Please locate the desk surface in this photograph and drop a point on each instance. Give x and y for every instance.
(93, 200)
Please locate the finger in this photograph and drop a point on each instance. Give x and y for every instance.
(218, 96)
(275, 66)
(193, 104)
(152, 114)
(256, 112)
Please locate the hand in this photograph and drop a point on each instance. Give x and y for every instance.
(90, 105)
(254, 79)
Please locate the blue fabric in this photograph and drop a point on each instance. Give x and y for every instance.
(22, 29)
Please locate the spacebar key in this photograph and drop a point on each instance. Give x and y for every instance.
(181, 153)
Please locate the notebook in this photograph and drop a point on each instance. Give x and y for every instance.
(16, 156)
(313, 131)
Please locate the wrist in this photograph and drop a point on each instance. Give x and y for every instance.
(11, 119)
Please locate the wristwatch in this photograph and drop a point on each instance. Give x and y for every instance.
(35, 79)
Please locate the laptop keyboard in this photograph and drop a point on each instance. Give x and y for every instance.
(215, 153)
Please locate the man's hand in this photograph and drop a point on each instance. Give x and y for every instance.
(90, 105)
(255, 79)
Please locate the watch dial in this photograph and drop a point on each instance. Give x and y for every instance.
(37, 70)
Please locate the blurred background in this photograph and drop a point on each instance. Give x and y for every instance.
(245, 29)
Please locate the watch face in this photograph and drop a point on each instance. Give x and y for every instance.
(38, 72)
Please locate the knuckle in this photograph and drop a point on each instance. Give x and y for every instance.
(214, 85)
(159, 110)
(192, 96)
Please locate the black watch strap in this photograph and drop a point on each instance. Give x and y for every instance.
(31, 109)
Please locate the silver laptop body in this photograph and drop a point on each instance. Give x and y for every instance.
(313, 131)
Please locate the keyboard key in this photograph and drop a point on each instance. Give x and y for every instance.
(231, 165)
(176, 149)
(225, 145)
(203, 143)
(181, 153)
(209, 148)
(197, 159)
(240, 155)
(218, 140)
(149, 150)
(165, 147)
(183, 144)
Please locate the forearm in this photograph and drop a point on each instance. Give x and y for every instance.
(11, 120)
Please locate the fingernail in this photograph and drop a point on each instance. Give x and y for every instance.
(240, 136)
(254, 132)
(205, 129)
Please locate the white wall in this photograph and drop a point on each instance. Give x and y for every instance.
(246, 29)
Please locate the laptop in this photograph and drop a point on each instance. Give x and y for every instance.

══════

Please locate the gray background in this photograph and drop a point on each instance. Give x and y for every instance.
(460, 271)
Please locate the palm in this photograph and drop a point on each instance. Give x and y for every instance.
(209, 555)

══════

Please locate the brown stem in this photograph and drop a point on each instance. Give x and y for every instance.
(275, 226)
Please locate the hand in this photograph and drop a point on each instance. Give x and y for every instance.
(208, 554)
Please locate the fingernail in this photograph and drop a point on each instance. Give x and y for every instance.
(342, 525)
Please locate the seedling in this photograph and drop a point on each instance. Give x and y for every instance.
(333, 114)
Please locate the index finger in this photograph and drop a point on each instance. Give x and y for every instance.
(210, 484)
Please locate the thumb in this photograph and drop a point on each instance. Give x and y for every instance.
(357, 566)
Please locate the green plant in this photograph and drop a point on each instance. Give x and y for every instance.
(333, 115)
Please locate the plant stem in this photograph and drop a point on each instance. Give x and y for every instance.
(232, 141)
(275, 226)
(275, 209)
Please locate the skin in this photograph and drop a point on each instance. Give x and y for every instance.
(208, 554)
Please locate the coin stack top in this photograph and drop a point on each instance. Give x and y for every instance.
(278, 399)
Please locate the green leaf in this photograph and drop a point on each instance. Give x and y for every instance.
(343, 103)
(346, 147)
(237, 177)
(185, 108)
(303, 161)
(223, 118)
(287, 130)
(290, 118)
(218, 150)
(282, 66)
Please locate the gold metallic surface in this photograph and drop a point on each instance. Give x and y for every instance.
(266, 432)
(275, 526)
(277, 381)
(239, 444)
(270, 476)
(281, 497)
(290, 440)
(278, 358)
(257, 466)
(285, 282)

══════

위 항목에서 "stem"라는 단어가 들어 있는 줄을 세어 그 수만 적어 주세요.

2